_EXERCISE_
Rewrite every line of the records below, request text included, increasing each coordinate in the answers by 144. Omit the pictures from your output.

##### RECORDS SHOWN

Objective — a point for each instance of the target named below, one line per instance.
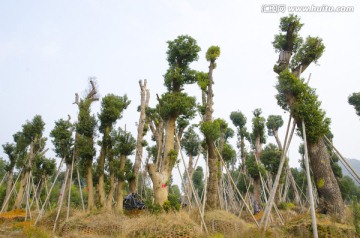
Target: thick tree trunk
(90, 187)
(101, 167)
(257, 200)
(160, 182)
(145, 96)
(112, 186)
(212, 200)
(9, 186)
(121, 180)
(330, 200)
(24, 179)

##########

_WRITTEN RESPONSE_
Objective — a point for each instance of the target named below, one line per instance.
Target: thick tree trunk
(234, 331)
(245, 311)
(401, 344)
(304, 326)
(289, 240)
(256, 330)
(356, 344)
(153, 330)
(265, 324)
(474, 344)
(168, 323)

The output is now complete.